PROBLEM TO WORK ON: Show every line of the material below that contains the string "grass", reproducing each such line in full. Case counts when matching.

(Records from a dataset)
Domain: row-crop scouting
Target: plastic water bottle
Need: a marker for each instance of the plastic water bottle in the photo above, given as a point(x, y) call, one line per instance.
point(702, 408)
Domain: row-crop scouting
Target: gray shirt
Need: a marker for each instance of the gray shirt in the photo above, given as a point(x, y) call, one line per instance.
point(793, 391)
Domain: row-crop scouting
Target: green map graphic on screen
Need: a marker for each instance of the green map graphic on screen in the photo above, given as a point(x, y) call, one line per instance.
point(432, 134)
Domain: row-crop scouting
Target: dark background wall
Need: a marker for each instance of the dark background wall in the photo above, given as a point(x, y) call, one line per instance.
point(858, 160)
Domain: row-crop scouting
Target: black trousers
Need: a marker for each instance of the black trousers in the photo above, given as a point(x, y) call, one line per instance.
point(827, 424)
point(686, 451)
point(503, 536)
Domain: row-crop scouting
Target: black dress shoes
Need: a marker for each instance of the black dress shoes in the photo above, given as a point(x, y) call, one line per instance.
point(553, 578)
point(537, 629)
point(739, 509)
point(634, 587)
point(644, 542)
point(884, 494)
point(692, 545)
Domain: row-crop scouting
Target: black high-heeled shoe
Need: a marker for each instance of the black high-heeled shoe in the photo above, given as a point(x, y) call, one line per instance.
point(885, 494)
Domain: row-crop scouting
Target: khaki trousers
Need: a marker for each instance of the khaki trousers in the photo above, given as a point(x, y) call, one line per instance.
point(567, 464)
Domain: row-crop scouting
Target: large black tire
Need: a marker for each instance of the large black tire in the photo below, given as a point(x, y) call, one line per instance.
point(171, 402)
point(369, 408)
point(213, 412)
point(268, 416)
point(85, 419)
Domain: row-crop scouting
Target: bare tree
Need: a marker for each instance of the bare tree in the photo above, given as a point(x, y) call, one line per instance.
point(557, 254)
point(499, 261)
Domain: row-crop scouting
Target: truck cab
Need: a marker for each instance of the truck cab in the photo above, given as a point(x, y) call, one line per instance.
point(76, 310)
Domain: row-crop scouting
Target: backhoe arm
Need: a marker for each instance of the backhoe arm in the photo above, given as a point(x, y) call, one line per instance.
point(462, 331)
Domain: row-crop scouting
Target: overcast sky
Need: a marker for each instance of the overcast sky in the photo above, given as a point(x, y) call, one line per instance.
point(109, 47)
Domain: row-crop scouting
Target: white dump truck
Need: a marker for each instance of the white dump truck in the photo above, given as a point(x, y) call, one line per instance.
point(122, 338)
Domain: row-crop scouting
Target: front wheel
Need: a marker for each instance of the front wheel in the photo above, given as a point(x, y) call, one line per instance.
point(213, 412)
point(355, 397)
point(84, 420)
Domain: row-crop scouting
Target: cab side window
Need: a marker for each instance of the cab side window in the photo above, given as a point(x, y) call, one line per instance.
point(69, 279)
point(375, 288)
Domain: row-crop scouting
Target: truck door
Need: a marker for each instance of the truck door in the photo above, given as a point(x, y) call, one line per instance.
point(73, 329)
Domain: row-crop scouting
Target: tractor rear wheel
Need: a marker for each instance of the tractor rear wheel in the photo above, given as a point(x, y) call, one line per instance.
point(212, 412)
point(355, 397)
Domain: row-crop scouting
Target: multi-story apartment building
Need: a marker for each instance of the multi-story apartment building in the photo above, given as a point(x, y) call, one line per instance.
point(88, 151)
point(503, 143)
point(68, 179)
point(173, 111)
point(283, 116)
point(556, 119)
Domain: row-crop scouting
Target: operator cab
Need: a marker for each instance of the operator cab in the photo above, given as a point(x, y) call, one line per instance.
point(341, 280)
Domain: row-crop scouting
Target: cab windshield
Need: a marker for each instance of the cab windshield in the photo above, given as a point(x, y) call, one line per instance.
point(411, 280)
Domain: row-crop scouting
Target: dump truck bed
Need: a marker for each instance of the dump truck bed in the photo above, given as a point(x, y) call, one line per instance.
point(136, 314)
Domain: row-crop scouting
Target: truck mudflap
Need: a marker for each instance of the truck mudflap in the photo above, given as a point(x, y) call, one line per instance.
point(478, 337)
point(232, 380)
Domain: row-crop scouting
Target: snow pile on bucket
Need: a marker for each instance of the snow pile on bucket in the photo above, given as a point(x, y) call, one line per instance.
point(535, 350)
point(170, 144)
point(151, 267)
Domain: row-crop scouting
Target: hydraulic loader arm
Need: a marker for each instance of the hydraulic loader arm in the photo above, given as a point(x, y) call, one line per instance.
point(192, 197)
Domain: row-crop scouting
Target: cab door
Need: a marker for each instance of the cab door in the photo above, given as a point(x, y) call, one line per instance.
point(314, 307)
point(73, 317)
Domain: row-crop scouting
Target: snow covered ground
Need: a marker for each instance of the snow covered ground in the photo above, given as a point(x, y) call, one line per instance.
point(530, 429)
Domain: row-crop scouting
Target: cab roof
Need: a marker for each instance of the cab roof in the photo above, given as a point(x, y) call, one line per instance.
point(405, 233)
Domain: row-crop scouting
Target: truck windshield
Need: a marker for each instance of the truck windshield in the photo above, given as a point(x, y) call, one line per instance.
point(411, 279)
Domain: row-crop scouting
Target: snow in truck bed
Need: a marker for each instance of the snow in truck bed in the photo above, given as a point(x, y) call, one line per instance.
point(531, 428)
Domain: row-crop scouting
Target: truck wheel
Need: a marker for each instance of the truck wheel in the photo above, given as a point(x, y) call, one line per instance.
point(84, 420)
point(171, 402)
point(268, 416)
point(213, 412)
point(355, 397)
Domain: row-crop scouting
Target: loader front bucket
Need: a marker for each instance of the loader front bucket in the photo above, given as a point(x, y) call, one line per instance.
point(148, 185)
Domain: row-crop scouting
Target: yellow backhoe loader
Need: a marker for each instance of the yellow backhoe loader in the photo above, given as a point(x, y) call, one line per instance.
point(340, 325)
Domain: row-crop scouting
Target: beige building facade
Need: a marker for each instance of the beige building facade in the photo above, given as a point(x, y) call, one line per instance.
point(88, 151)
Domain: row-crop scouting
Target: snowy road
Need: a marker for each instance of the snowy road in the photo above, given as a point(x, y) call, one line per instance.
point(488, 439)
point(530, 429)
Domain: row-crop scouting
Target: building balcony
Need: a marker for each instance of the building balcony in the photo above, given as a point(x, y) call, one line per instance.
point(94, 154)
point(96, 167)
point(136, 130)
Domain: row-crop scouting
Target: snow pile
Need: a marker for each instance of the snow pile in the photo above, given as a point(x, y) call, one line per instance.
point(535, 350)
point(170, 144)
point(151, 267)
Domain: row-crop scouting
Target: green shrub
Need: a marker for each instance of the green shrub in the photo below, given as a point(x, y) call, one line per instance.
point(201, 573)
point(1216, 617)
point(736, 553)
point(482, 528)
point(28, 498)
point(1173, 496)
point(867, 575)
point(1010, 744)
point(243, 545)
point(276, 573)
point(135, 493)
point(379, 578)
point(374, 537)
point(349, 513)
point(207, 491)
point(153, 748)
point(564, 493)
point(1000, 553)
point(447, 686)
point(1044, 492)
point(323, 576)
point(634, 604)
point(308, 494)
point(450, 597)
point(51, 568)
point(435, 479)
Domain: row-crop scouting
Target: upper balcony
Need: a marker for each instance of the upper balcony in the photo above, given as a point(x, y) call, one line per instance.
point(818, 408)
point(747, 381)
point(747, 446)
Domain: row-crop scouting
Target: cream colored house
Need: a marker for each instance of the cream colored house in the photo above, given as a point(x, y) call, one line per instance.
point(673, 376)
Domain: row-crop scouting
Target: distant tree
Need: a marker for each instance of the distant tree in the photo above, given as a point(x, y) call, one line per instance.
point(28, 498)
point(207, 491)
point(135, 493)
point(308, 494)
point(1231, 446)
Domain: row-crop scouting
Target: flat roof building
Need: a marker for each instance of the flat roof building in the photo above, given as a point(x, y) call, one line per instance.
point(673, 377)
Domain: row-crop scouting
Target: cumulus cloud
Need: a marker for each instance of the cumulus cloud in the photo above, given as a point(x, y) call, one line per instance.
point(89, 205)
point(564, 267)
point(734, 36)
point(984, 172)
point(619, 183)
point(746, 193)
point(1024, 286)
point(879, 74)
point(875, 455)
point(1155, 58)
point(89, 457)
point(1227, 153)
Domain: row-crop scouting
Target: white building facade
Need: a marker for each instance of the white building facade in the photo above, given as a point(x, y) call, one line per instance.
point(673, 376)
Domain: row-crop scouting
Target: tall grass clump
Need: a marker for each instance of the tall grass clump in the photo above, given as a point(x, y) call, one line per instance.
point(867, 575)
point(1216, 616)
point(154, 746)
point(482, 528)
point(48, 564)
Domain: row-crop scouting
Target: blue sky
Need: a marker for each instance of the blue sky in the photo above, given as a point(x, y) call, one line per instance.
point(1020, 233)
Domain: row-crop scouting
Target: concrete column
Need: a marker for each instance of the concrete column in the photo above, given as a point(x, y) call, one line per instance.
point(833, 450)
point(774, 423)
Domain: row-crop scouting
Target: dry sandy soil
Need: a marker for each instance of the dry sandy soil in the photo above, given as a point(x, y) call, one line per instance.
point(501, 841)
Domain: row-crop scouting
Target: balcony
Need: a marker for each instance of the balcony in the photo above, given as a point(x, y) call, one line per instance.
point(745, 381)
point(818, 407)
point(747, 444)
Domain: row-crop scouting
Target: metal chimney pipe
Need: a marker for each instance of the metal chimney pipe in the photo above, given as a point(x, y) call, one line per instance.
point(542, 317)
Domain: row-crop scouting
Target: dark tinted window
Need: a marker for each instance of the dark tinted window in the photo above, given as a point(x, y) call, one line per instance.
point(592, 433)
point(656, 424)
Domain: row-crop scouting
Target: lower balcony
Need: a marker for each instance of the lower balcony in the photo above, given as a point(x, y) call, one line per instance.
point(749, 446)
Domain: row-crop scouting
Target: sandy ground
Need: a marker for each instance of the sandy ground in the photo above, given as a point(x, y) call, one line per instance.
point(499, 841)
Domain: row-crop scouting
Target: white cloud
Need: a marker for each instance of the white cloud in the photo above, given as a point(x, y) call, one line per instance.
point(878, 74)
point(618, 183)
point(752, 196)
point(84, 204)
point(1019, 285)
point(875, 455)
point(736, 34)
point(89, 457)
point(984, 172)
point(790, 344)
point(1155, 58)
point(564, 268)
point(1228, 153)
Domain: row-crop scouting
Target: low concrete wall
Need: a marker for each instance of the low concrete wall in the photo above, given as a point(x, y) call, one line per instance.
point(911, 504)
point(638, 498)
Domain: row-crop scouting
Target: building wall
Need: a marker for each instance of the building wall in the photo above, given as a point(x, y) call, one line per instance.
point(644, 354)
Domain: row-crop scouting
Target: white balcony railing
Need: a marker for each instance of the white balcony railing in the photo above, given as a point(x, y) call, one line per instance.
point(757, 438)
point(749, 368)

FULL ANSWER:
Target: tall grass clump
Need: a marker for each instance of the tall grass clump in the photo above, given as a point(x, y) call, one line per instance.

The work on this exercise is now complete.